— START —

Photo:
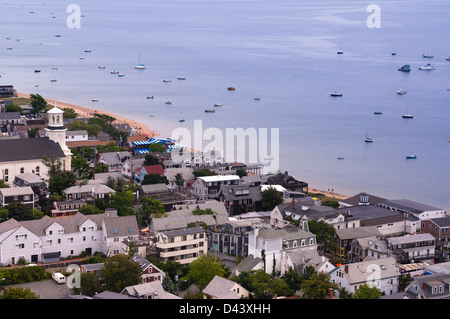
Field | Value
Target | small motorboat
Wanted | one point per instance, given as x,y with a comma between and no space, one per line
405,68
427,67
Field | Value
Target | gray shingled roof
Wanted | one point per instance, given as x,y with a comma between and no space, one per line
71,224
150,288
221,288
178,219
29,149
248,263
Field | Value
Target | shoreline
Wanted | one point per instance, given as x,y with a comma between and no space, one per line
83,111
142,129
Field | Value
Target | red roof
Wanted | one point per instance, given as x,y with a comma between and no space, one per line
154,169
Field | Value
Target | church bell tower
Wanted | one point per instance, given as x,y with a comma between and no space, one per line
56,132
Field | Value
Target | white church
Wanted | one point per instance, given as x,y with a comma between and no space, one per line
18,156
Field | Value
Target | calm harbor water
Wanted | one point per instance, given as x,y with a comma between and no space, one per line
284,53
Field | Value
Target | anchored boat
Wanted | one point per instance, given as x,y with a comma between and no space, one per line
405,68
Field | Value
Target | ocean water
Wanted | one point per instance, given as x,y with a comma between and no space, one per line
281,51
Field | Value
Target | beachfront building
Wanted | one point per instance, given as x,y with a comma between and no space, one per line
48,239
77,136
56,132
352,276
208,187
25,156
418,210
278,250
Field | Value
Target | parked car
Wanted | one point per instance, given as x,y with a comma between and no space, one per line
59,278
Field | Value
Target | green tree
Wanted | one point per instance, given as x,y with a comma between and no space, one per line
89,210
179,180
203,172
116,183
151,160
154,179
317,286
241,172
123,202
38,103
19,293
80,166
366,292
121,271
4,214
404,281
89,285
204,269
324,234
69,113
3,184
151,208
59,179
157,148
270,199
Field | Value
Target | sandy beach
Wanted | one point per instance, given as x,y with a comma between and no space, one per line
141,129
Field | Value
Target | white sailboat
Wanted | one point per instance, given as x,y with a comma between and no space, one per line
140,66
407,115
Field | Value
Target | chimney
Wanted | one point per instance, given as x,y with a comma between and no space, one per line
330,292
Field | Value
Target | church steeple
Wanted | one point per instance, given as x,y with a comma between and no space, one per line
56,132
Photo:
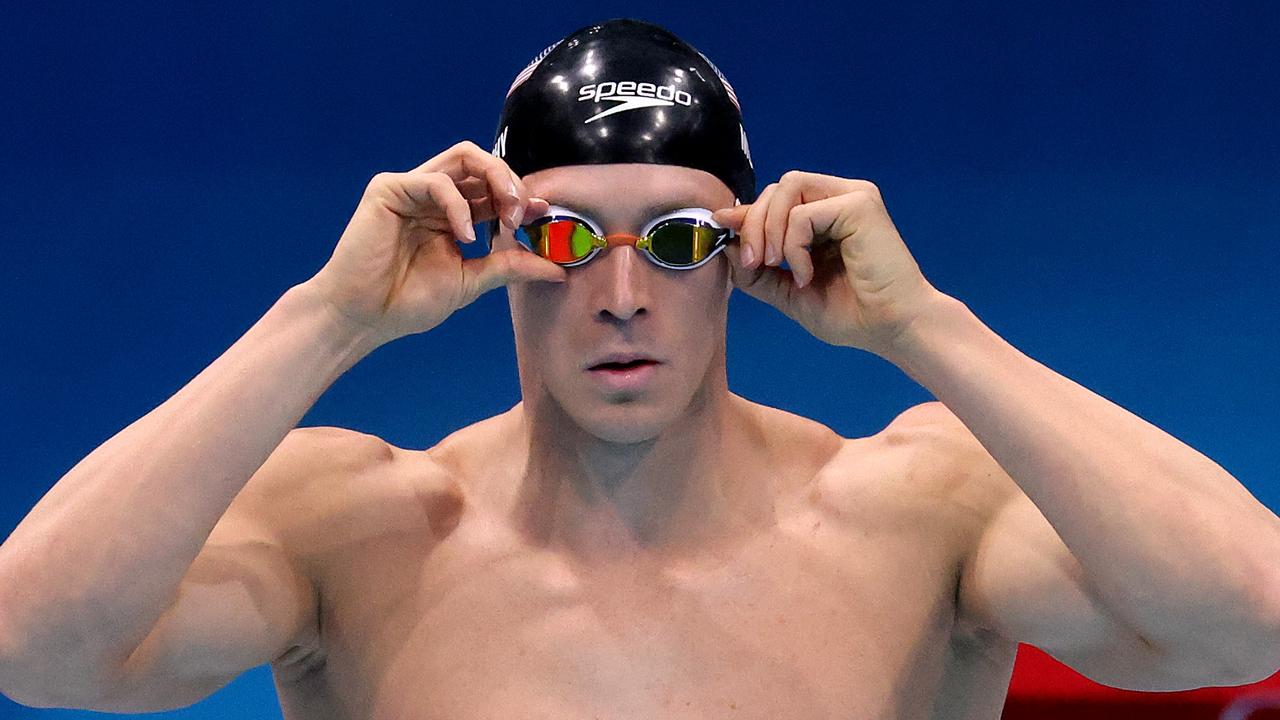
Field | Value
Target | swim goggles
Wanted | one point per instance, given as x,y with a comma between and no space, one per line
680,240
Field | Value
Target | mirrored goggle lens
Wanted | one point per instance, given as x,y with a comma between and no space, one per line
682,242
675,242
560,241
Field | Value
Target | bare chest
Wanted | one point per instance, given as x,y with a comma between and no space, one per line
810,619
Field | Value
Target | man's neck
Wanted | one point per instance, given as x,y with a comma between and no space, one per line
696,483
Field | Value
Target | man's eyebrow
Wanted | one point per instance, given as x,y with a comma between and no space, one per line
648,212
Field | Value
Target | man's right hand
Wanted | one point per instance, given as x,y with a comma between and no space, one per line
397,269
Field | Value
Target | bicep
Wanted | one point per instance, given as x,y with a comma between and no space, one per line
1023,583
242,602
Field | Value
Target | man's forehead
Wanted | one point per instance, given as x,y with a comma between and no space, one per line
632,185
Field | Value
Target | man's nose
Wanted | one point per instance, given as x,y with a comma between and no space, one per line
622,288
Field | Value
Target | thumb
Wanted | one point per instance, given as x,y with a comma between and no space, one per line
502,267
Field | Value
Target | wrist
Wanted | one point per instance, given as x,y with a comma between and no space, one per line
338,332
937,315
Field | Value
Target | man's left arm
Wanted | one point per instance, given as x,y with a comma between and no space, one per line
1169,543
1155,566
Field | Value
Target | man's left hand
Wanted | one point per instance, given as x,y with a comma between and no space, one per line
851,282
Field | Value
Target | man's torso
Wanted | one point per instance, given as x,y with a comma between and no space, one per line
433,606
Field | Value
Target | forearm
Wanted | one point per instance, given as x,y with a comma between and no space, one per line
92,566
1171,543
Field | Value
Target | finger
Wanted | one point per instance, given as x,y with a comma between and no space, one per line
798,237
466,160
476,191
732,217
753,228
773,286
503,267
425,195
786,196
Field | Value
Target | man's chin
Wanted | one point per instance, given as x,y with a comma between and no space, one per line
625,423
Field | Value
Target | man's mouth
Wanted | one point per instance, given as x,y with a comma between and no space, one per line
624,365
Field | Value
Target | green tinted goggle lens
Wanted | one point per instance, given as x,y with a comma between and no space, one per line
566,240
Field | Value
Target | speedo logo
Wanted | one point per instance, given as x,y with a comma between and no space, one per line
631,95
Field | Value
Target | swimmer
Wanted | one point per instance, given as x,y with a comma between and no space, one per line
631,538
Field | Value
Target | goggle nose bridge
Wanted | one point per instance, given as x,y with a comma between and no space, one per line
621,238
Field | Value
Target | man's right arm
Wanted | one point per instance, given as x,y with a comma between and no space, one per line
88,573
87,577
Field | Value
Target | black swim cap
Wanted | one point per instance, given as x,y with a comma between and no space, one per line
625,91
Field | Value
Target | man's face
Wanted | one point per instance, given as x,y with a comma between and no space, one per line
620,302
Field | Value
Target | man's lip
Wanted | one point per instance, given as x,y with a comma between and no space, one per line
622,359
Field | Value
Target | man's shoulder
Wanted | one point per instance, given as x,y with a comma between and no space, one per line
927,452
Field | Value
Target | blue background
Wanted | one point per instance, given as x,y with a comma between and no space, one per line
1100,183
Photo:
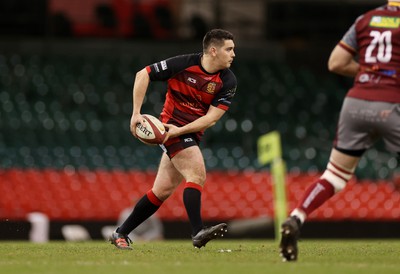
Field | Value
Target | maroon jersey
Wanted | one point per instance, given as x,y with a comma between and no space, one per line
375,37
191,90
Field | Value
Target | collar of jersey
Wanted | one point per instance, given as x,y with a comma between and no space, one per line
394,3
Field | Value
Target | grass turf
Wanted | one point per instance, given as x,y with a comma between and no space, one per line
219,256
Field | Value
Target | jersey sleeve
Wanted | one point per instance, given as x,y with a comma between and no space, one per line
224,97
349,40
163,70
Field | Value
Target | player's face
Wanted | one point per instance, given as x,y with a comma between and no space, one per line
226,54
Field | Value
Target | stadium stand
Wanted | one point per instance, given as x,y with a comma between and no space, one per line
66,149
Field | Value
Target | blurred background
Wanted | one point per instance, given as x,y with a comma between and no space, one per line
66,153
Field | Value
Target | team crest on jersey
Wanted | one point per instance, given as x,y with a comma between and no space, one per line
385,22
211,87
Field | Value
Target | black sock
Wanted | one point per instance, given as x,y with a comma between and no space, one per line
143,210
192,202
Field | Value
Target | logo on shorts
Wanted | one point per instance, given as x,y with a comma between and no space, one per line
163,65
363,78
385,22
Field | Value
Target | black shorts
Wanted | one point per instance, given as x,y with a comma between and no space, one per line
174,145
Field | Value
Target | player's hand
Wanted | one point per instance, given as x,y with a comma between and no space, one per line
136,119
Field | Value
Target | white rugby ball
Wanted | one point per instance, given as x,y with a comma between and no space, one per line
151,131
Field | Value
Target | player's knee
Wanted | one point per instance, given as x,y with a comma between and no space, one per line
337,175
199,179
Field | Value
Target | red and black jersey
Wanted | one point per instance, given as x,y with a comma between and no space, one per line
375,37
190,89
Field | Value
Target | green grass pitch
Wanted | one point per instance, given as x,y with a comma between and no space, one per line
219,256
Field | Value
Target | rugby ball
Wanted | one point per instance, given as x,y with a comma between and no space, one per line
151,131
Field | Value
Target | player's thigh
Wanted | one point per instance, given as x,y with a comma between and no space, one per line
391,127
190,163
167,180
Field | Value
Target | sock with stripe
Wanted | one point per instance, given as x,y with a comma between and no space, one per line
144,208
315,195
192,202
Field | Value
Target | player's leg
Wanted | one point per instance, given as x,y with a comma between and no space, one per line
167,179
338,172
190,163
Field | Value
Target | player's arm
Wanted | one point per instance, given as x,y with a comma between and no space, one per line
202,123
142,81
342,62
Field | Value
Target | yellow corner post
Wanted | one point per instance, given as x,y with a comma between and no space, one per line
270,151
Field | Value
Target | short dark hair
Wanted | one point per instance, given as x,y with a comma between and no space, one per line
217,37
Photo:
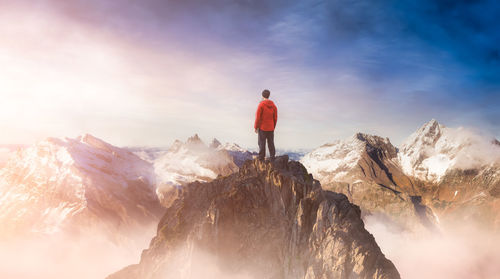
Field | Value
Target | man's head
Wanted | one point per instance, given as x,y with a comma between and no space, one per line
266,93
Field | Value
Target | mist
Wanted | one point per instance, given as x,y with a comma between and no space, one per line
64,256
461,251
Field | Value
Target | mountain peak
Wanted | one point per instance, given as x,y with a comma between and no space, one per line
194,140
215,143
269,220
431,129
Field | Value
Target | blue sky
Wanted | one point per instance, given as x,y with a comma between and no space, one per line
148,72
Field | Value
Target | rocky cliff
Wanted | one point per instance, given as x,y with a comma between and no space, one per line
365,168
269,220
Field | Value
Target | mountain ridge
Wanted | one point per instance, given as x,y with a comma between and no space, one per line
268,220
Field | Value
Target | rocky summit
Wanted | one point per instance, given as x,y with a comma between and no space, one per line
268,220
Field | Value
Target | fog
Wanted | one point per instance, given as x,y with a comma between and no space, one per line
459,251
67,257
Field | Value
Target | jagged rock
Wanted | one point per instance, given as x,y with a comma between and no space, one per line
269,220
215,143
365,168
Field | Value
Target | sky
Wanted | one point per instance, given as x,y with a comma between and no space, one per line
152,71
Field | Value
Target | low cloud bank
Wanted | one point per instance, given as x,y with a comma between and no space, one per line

— END —

WRITTEN PROBLEM — From the listing above, return each line that contains the word "jersey".

WORKED ANSWER —
Target | maroon jersey
Target | collar of jersey
Target | jersey sleeve
Target | team crest on jersey
Target | red and black jersey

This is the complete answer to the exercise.